◆ **Instructions for the task**
Please read the records below and return each line holding the string "white".

********

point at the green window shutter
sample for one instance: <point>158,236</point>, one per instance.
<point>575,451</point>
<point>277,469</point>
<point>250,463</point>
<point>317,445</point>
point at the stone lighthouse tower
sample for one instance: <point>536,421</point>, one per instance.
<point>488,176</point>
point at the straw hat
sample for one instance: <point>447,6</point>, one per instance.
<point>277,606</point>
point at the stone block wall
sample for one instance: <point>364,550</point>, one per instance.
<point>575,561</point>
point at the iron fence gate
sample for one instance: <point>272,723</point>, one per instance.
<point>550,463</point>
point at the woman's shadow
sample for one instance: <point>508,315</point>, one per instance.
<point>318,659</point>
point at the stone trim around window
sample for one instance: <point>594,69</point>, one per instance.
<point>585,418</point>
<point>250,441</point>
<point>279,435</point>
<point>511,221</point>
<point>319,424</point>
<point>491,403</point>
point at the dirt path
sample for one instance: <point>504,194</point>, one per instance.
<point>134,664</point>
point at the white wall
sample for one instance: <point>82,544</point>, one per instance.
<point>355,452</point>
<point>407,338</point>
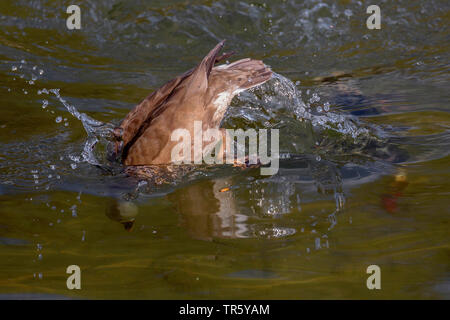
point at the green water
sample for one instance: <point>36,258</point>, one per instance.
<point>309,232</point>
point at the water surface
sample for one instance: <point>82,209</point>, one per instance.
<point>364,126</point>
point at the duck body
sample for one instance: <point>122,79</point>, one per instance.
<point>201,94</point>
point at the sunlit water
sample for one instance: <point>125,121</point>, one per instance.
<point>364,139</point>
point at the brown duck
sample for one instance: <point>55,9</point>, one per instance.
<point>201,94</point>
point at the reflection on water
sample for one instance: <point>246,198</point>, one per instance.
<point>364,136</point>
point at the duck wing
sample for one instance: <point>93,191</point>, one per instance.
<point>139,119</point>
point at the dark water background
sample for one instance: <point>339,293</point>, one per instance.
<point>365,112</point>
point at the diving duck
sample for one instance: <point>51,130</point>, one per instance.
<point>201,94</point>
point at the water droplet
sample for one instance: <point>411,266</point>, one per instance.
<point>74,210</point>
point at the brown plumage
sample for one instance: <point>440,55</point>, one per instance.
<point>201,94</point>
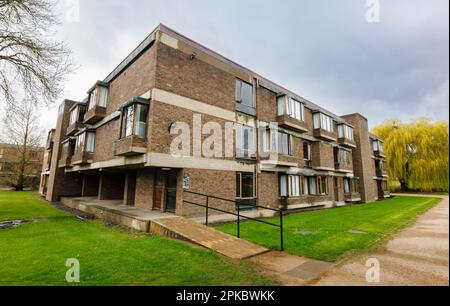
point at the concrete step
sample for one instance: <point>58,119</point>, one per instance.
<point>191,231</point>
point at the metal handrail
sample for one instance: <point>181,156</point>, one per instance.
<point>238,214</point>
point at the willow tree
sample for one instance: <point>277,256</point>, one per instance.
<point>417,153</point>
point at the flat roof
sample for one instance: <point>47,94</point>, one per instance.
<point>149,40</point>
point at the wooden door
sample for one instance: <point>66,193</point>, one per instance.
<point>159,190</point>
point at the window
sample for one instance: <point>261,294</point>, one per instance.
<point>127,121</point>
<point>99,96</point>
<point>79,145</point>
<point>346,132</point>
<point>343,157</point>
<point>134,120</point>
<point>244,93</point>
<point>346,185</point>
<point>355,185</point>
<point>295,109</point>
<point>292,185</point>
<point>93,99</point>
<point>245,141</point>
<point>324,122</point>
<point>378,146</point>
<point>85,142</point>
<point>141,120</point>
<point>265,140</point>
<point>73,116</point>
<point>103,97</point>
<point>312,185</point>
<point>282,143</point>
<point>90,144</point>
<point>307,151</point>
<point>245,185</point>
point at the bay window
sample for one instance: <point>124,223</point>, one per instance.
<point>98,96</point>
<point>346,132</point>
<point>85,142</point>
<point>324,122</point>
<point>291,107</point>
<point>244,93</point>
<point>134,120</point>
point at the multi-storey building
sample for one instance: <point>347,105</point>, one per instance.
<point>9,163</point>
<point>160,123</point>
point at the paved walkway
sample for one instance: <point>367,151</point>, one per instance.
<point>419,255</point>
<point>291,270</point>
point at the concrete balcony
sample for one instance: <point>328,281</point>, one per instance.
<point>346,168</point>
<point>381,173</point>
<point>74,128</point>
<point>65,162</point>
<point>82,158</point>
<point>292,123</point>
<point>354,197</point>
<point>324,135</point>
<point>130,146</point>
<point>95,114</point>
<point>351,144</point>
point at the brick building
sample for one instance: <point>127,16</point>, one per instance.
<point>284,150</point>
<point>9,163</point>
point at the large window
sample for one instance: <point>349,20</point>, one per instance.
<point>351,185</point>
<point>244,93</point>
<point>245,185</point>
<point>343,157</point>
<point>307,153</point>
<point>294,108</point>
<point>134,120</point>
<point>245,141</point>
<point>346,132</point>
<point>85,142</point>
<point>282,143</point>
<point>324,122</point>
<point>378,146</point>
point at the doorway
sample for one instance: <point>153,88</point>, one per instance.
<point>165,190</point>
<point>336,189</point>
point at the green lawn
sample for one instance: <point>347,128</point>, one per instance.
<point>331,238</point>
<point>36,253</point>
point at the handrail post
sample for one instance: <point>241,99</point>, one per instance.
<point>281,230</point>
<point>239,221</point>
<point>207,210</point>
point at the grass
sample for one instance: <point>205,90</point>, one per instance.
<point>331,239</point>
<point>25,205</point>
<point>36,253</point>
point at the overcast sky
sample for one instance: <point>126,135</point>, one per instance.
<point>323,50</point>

********

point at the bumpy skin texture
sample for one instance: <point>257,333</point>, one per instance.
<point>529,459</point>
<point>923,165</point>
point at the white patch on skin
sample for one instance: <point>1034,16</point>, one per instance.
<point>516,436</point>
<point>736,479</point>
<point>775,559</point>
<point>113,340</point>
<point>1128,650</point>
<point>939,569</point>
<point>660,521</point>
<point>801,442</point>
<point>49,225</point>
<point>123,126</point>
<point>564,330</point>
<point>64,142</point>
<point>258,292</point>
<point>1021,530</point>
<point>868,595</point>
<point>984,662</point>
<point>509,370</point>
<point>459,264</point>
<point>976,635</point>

********

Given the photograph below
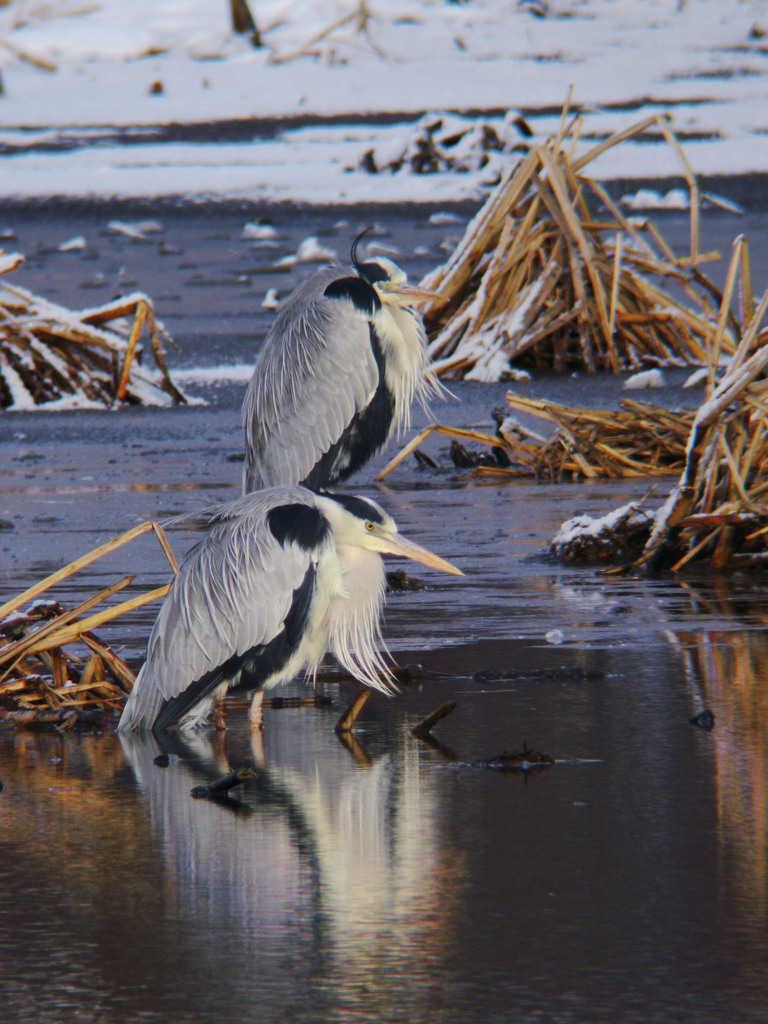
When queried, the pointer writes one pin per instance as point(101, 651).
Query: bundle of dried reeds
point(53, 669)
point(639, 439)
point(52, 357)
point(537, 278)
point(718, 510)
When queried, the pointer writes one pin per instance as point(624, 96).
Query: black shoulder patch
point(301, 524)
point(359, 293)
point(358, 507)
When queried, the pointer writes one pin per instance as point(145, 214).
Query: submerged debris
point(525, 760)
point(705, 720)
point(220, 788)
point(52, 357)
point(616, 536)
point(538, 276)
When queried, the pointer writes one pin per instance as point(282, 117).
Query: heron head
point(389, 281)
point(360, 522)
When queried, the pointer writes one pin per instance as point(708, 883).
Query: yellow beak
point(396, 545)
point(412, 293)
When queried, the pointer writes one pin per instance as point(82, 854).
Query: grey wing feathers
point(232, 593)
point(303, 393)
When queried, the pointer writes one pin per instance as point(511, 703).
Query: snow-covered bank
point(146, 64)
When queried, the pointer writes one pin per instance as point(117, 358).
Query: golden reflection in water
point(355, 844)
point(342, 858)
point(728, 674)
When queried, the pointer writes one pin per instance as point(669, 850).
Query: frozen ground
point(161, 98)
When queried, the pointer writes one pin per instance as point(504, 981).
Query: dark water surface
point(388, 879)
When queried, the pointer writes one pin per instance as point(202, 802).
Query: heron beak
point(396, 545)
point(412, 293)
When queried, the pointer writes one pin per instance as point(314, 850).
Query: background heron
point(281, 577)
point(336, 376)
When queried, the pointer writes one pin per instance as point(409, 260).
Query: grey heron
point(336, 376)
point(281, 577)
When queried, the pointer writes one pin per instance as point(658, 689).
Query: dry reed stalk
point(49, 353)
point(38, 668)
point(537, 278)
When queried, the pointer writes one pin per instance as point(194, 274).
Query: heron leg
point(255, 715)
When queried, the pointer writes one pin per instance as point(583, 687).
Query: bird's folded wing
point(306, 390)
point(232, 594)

********

◆ **Response area**
point at the white wall
point at the white patch on skin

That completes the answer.